Instruction: Print the data exactly, leaving nothing out.

Dataset records:

— START —

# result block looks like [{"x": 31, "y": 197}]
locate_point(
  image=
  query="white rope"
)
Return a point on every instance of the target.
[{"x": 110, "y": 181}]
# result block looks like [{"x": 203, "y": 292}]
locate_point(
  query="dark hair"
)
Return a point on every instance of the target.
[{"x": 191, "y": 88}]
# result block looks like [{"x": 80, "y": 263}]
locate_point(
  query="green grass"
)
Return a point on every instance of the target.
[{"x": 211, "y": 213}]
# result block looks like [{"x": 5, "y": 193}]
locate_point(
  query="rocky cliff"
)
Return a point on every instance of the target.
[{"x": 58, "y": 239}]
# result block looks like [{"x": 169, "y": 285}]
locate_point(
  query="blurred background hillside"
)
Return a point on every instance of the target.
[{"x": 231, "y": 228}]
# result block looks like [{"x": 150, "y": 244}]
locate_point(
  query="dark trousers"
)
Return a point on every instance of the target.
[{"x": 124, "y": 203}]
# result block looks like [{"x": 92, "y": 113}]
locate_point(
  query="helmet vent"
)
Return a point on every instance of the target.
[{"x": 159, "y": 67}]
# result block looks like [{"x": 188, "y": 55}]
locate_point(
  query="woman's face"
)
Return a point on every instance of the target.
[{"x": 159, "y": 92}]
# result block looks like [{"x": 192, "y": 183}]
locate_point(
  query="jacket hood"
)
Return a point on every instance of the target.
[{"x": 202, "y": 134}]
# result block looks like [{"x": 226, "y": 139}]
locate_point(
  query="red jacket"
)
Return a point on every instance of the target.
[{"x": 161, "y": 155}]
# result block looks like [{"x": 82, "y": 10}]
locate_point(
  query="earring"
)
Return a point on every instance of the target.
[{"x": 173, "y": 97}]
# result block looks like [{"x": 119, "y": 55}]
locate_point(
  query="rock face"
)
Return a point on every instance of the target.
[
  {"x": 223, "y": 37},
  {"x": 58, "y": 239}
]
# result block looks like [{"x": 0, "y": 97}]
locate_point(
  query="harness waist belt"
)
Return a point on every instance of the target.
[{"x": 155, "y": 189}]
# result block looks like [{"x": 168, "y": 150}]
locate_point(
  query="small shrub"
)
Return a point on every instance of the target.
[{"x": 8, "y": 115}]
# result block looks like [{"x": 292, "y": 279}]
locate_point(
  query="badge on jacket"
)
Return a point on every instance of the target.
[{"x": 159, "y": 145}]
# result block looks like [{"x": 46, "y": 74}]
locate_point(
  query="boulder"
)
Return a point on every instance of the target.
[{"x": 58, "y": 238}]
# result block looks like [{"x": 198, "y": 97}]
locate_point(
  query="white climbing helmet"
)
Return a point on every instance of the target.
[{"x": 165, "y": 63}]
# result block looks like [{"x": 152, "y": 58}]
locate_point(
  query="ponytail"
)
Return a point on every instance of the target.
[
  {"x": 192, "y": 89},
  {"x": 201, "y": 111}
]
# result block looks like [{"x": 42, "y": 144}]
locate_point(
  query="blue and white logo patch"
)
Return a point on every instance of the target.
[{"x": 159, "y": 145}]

— END —

Result of the exercise:
# result block looks like [{"x": 31, "y": 197}]
locate_point(
  image=
  query="white rope"
)
Return a point on every instance of the target.
[{"x": 110, "y": 181}]
# result block looks like [{"x": 203, "y": 292}]
locate_point(
  query="dark hair"
)
Return a point on every instance of the target.
[{"x": 191, "y": 88}]
# result block looks like [{"x": 80, "y": 263}]
locate_point(
  query="green grass"
)
Return a point on every instance of the target.
[{"x": 211, "y": 213}]
# result block looks like [{"x": 5, "y": 193}]
locate_point(
  query="rocky cliff"
)
Return a point on every instance of the target.
[{"x": 58, "y": 239}]
# result block looks like [{"x": 169, "y": 285}]
locate_point(
  query="blurred background hillside"
)
Return a point on every instance of the target.
[{"x": 231, "y": 228}]
# result block looks like [{"x": 150, "y": 244}]
locate_point(
  query="dark trousers"
)
Return a point on every instance of the target.
[{"x": 124, "y": 203}]
# result block looks like [{"x": 92, "y": 113}]
locate_point(
  query="helmet vent"
)
Return a point on every instance of the target.
[{"x": 159, "y": 67}]
# result block looks like [{"x": 188, "y": 55}]
locate_point(
  query="woman's face"
)
Return a point on every instance of the target.
[{"x": 159, "y": 92}]
# result block looks like [{"x": 192, "y": 183}]
locate_point(
  query="jacket hood"
)
Return a point on every instance of the target.
[{"x": 202, "y": 134}]
# result block looks like [{"x": 226, "y": 139}]
locate_point(
  query="red jacket"
)
Return a point on every instance of the target.
[{"x": 161, "y": 155}]
# result block looks like [{"x": 82, "y": 10}]
locate_point(
  query="earring"
)
Return a point on every instance of the target.
[{"x": 173, "y": 97}]
# result block looks like [{"x": 119, "y": 55}]
locate_point(
  query="rock face"
)
Return a point on every instance of the target.
[
  {"x": 223, "y": 37},
  {"x": 58, "y": 239}
]
# result block looks like [{"x": 0, "y": 97}]
locate_point(
  query="harness waist belt"
)
Return a point on every instance of the target.
[{"x": 155, "y": 189}]
# result block looks like [{"x": 168, "y": 150}]
locate_point(
  query="small shrub"
)
Return a point on every instance of the target.
[{"x": 8, "y": 115}]
# result block looks like [{"x": 292, "y": 279}]
locate_point(
  query="badge on jacket"
)
Return a point on every instance of the target.
[{"x": 159, "y": 145}]
# result block looks like [{"x": 46, "y": 74}]
locate_point(
  query="boulder"
)
Return a point on every instance of the target.
[{"x": 58, "y": 238}]
# result block looks like [{"x": 198, "y": 97}]
locate_point(
  query="white climbing helmet"
)
Return a point on every instance of the target.
[{"x": 165, "y": 63}]
# result block looks like [{"x": 152, "y": 58}]
locate_point(
  query="ponytail"
)
Return a point on every instance of the target.
[
  {"x": 192, "y": 89},
  {"x": 201, "y": 111}
]
# result block looks like [{"x": 42, "y": 144}]
locate_point(
  query="blue and white logo patch"
)
Return a point on every instance of the target.
[{"x": 159, "y": 145}]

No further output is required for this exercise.